• _Set task A_
Summarize the Database of Religious History excerpt in two sentences.
• _Set task B_
Please reproduce, word for word, the stretch of the Database of Religious History excerpt from "The DRH is an" through "than ever before.".
• _Set task C_
Write the next part of the Database of Religious History excerpt, picking up after its final sentence.

• _Document extract_
---

Edward Slingerland, Ph.D., University of British Columbia

“During the past 15 years, scholarly production has ramped up considerably in scope, volume and geographic range,” reports Edward Slingerland, Ph.D., a professor in Asian studies and religion at the University of British Columbia. For example, he cites that between 2008 and 2018, the annual volume of humanities articles more than quadrupled.

“In my own field of early Chinese thought, there are hundreds of scholars in mainland China alone producing high-quality scholarship in dozens of journals,” he continues. “I can’t even pretend to keep up with this output in English, let alone Chinese, Japanese or other languages. I think most fields are experiencing this kind of uptick in scholarly output, and we all feel a bit overwhelmed.”

Big Data as an Ally

With seed funding from Templeton Religion Trust, Slingerland is leading a project aimed at helping scholars who specialize in religion studies to stay current in their fields. Aided by an interdisciplinary team of collaborators from all over the globe, the project has produced a new, first-of-its-kind resource: the Database of Religious History (DRH). 

The DRH is an online quantitative and qualitative encyclopedia that collects and codes information about religious behaviors and beliefs throughout world history. Its goal is to help researchers and students advance their work in more areas, with more accuracy and at a faster pace than ever before.

“To continue to do what we humanities scholars have always done, which is to make generalizations about the topics we study, we need new tools. And those tools must have a quantitative component to them,” says Slingerland.

---

Stored items from a collection

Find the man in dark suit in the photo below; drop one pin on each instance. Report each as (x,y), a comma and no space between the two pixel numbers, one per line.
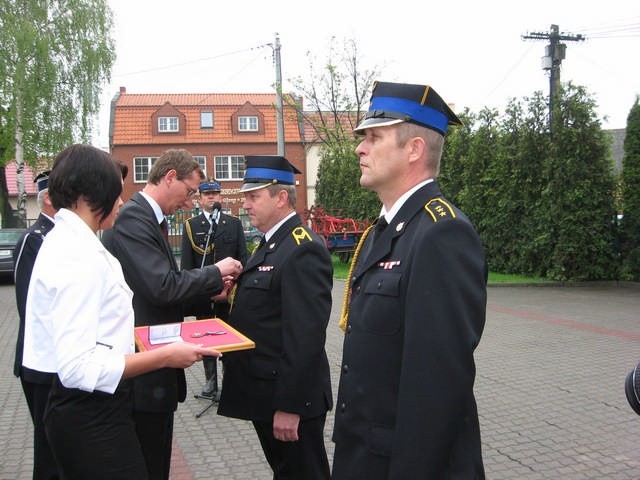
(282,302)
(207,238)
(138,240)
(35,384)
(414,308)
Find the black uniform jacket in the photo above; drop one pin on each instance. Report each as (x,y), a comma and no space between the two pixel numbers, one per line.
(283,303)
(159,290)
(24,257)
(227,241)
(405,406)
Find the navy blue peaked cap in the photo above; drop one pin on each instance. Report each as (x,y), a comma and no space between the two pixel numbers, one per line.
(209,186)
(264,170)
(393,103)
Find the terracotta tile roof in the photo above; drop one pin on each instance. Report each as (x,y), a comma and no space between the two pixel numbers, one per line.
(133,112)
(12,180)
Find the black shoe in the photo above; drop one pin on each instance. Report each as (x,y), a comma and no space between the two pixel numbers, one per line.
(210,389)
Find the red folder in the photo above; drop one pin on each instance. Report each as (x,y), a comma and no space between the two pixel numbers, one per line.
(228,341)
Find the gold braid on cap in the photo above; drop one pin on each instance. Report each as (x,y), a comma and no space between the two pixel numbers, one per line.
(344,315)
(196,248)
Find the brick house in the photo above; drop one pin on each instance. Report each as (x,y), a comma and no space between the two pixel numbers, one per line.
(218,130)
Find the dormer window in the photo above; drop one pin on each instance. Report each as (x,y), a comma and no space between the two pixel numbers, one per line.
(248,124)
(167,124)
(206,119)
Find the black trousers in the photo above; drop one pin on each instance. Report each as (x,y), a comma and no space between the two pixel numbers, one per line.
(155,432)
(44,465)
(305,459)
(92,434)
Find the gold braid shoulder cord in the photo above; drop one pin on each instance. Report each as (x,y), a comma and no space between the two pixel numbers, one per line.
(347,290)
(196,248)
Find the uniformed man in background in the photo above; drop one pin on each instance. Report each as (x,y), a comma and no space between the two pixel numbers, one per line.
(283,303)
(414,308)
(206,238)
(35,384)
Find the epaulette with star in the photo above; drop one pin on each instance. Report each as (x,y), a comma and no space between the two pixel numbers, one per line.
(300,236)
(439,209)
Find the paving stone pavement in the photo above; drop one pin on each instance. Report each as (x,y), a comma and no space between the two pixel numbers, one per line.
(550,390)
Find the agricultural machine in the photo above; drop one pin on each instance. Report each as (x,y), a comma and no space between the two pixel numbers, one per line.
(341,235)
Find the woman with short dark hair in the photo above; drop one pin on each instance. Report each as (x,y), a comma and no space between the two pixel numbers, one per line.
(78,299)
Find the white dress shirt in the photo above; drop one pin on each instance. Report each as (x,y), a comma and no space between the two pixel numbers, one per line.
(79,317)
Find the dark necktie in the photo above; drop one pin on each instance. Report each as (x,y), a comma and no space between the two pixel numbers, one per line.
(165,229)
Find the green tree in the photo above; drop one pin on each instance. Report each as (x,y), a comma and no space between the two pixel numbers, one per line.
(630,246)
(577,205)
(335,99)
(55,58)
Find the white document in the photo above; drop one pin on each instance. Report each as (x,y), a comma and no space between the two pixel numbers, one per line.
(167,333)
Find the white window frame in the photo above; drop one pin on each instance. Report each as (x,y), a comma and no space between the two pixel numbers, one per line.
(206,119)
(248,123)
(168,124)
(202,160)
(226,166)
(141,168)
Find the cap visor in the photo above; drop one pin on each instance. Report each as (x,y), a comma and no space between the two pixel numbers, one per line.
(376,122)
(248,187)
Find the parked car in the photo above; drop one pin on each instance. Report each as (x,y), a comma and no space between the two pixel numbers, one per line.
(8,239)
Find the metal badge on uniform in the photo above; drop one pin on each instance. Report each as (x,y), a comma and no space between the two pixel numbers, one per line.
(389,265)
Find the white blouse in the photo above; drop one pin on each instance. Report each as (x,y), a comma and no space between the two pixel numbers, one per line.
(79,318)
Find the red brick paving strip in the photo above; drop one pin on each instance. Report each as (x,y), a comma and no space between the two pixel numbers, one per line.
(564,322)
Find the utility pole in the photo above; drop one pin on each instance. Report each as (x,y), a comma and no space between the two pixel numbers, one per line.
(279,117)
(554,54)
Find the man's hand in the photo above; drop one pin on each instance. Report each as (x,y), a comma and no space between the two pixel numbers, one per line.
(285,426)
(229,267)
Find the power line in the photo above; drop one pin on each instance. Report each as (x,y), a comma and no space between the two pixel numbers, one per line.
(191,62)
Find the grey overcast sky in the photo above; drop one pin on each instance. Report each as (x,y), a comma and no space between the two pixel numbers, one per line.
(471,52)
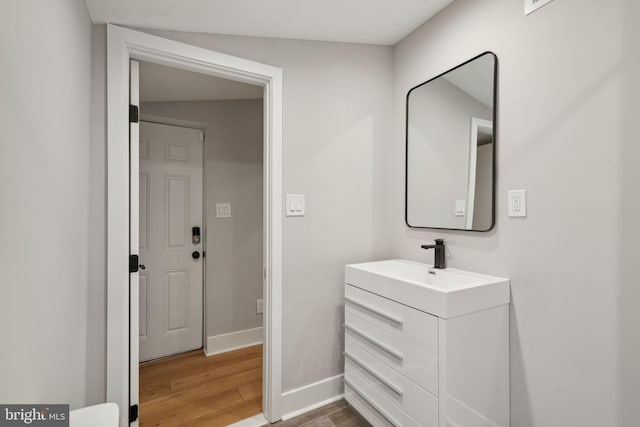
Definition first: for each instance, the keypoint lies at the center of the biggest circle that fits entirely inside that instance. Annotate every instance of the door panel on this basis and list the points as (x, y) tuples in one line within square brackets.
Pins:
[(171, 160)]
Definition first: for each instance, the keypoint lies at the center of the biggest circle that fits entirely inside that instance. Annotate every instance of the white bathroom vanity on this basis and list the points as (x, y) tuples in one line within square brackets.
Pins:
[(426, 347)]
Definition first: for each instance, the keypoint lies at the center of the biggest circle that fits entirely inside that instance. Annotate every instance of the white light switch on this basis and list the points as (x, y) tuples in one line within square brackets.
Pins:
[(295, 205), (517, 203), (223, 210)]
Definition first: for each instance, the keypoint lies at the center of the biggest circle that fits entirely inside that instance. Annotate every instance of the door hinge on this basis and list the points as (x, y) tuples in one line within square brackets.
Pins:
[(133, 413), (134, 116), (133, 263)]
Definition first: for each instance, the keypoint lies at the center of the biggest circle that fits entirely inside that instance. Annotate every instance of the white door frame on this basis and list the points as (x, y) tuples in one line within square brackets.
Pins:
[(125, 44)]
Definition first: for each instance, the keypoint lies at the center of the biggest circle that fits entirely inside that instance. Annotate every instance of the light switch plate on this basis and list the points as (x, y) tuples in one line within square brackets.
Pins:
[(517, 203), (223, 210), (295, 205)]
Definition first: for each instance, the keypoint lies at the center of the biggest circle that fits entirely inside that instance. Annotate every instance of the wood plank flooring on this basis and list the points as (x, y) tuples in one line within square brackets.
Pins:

---

• _Result A_
Edward Slingerland, a professor of Asian studies and religion at the University of British Columbia, says scholarly output has grown so much in scope, volume and geographic range that scholars, including those in his field of early Chinese thought, feel overwhelmed. With seed funding from Templeton Religion Trust, he is leading a project that has produced the Database of Religious History, an online encyclopedia that collects and codes information about religious behaviors and beliefs throughout world history to help researchers and students work faster and more accurately.

• _Result B_
The DRH is an online quantitative and qualitative encyclopedia that collects and codes information about religious behaviors and beliefs throughout world history. Its goal is to help researchers and students advance their work in more areas, with more accuracy and at a faster pace than ever before.

• _Result C_
Combining Coding and Commentary

The DHR is part of the growing trend of digital humanities – that is, importing quantitative tools and methods from fields such as information science and statistics and applying them to studies in the qualitative disciplines of literature, philosophy, history and religion. Slingerland acknowledges that there’s been, and still is, considerable pushback against this trend. 

Due to harsh realities such as less grant money for their research projects, dwindling numbers of humanities students and a rising ratio of adjunct versus tenure-track professors, “humanities scholars often feel beleaguered or under siege,” Slingerland explains. “And in that environment, doing something that’s digital and has a scientific component to it can seem very threatening.”

What’s more, in too many instances, he adds, that sense of threat from the encroachment from Big Data is, unfortunately, valid. “Databases are being built to facilitate scientific projects on humanities topics. They’re driven entirely by scientists and they’re happening, whether we like them or not,” he notes.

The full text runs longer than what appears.